Stored data entries:
------------------------------------------------------------
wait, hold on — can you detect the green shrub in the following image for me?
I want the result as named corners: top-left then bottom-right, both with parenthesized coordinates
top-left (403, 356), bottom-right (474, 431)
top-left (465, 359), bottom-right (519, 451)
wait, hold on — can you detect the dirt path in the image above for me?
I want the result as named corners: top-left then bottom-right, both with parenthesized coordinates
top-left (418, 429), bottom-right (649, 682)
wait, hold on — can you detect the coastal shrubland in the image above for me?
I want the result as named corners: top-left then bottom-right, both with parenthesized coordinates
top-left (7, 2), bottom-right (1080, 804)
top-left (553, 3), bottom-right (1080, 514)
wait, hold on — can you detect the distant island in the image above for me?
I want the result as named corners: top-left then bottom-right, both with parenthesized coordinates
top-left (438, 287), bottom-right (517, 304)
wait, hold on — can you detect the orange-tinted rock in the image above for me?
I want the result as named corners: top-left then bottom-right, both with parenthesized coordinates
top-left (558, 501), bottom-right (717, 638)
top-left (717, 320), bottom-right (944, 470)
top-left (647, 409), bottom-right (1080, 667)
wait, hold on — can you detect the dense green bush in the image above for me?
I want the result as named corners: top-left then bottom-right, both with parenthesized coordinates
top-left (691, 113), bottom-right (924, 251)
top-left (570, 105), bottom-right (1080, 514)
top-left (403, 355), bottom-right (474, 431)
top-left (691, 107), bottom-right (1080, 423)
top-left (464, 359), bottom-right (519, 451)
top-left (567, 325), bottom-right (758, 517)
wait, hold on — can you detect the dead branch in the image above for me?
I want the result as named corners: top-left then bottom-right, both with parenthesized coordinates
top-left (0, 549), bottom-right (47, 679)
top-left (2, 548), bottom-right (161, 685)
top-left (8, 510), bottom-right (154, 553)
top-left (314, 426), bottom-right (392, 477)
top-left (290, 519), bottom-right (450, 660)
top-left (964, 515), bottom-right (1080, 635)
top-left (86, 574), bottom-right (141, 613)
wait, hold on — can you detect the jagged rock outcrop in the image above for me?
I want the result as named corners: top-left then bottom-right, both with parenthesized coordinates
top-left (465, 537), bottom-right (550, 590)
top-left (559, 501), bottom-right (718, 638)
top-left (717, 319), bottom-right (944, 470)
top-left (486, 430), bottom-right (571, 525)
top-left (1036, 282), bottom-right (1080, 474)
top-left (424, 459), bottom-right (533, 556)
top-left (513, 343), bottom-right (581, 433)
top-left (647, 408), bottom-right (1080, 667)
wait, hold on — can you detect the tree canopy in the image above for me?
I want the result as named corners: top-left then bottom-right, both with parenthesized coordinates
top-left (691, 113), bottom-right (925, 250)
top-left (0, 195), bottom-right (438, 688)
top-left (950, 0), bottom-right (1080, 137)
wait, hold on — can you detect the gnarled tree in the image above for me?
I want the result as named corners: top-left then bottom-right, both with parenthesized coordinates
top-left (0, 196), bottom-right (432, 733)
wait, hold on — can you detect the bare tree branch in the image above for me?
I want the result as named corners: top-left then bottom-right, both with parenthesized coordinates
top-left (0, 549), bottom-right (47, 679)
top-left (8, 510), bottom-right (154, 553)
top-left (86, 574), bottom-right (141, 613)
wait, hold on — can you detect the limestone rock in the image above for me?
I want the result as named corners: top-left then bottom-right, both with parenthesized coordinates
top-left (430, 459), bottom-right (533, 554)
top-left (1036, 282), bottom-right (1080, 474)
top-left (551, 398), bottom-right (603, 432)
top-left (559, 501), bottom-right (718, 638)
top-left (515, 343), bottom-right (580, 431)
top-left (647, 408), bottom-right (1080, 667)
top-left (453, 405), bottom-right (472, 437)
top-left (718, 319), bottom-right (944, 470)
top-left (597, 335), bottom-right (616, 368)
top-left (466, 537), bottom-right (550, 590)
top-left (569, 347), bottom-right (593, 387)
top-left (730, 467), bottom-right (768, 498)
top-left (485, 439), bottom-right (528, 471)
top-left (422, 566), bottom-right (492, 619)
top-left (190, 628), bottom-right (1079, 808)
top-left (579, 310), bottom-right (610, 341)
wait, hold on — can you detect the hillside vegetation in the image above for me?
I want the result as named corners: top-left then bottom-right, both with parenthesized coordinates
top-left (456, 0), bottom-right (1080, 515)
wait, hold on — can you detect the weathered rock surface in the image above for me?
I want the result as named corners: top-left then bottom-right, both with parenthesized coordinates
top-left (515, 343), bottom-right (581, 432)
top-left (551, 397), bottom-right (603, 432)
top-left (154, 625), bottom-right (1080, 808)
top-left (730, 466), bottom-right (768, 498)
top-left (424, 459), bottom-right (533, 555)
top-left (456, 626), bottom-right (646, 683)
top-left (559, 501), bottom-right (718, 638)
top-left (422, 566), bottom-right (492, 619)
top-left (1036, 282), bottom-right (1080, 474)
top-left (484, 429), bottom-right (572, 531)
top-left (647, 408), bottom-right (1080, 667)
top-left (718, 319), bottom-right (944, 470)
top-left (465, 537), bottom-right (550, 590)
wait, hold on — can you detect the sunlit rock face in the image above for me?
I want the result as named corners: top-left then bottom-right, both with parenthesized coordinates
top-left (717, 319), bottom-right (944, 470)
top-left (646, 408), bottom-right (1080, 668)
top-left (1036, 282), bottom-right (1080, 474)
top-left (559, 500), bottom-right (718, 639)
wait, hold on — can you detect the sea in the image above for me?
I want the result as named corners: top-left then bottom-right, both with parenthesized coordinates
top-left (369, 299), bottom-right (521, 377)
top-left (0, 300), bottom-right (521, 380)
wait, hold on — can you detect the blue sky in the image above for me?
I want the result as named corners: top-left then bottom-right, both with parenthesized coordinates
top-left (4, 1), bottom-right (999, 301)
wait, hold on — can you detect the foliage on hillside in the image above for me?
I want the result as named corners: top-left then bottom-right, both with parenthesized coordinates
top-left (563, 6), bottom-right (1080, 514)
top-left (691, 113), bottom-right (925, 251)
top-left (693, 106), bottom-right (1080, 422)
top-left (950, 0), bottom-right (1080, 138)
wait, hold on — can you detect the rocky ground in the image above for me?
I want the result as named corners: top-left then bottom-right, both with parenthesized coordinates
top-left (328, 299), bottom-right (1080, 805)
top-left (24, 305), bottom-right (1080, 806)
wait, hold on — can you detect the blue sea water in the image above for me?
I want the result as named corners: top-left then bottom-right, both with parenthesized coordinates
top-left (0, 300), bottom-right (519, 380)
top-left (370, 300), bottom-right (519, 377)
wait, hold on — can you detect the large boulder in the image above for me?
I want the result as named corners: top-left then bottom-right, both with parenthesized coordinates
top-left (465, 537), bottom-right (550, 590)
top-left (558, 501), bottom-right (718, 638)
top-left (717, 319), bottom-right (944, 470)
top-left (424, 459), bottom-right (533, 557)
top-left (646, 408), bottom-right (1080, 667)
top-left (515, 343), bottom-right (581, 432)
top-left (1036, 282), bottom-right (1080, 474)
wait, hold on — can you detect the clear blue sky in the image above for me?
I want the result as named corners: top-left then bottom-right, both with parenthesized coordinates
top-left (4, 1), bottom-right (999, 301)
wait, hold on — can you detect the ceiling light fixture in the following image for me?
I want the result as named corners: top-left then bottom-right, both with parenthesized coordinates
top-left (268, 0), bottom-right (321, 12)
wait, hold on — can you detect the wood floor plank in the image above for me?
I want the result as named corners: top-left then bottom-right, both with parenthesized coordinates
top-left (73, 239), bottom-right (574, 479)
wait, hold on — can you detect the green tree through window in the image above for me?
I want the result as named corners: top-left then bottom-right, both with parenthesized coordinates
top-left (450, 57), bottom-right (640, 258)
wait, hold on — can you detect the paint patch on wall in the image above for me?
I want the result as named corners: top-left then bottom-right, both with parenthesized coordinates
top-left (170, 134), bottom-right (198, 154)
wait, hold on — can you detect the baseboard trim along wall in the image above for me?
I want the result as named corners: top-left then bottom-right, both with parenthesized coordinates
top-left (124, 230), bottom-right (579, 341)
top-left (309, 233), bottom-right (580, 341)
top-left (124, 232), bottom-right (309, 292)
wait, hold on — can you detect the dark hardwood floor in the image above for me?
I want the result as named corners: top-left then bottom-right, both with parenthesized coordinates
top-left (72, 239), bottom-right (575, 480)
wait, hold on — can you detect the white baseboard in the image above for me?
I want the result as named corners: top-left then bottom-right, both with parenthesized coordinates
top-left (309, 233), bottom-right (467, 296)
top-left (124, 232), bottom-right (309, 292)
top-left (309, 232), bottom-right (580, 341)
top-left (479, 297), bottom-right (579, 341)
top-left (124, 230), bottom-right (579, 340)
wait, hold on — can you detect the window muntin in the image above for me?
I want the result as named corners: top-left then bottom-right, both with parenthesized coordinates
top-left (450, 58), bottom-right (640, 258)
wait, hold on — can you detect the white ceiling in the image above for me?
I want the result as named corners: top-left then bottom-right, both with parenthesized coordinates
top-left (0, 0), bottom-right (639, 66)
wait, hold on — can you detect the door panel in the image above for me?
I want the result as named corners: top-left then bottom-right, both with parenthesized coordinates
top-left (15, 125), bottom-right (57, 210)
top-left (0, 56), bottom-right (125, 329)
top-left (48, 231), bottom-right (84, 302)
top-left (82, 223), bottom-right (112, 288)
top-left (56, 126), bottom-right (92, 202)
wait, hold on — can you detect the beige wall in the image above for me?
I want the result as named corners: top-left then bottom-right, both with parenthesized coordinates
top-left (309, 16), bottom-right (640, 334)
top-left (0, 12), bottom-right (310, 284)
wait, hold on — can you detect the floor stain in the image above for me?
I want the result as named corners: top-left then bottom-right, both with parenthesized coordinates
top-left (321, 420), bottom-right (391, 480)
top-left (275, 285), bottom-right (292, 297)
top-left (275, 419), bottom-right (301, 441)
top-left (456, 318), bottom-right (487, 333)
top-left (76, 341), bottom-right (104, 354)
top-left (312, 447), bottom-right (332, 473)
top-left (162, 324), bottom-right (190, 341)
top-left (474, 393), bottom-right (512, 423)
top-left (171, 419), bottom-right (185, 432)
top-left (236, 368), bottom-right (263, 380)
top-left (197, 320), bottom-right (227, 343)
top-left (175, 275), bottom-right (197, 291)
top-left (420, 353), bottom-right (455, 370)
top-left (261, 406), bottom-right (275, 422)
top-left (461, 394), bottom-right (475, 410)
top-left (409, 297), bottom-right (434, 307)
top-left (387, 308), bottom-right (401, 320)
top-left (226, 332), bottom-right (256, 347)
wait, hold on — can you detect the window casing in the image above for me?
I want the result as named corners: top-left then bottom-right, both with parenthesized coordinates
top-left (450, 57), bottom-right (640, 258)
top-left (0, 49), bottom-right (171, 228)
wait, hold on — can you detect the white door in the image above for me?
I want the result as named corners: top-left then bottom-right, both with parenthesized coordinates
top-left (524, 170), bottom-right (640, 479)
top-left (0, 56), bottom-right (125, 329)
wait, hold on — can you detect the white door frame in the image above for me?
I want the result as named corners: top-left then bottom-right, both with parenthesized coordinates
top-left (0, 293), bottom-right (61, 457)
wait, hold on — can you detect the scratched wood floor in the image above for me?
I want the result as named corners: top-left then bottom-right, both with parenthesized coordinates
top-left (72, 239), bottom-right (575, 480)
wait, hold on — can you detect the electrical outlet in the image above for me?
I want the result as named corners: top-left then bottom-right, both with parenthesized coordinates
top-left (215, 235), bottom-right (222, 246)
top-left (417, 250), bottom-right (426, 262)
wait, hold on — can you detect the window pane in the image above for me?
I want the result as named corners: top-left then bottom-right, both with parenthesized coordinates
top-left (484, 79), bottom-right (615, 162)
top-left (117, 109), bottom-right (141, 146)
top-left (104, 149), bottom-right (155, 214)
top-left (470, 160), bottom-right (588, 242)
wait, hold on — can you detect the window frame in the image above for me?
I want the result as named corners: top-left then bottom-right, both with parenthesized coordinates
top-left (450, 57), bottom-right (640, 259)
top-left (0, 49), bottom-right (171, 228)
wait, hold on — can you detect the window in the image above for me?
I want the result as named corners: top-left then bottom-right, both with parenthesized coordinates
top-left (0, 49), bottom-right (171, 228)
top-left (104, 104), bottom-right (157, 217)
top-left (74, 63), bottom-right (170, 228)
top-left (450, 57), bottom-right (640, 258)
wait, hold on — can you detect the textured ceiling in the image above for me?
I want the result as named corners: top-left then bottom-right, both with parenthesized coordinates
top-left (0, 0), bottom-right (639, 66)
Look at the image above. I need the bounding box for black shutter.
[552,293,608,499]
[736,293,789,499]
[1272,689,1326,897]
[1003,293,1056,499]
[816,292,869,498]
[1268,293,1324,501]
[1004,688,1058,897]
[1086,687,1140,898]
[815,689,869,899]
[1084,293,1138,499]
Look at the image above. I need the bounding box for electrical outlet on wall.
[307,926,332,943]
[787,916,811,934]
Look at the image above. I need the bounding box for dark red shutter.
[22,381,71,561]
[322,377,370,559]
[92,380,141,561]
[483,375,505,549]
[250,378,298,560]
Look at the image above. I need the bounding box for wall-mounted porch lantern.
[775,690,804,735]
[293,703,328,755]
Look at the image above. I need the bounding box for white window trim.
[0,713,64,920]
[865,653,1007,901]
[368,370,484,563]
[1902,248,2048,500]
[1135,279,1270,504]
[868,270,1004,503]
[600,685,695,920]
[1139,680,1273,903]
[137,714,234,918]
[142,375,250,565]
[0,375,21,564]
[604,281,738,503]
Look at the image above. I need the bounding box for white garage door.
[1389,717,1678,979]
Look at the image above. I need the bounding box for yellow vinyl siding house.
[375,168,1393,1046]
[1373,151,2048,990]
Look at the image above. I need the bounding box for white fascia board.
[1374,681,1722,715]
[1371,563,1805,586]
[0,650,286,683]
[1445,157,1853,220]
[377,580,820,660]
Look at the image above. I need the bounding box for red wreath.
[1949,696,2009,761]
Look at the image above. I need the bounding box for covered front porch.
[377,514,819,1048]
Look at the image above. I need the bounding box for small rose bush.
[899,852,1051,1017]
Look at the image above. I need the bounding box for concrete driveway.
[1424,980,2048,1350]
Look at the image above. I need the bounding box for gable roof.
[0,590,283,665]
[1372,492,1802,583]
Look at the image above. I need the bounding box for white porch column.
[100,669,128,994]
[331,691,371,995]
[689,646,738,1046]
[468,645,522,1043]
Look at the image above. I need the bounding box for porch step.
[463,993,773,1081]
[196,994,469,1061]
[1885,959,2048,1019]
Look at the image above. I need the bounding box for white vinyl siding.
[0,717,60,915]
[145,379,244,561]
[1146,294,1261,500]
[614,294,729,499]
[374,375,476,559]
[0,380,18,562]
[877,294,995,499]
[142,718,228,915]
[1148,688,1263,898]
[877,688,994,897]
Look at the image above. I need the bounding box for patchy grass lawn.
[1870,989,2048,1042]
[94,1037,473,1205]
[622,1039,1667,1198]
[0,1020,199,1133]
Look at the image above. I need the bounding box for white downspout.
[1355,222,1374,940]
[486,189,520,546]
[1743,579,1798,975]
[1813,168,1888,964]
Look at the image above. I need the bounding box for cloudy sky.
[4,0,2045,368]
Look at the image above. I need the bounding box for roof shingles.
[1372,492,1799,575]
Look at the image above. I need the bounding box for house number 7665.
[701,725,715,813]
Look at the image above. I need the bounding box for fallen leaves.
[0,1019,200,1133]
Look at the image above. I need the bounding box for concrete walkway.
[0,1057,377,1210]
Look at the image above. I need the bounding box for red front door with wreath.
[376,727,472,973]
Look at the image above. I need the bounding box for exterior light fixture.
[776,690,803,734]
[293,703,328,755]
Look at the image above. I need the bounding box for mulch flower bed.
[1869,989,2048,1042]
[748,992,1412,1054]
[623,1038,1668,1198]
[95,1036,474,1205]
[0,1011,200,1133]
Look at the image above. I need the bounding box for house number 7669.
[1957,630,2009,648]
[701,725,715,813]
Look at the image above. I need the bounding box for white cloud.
------------------------------------------------------------
▸ Aim of the exercise:
What is wanted is the number of lines holding "ceiling" in the entries. Nothing else should be given.

▸ Result:
3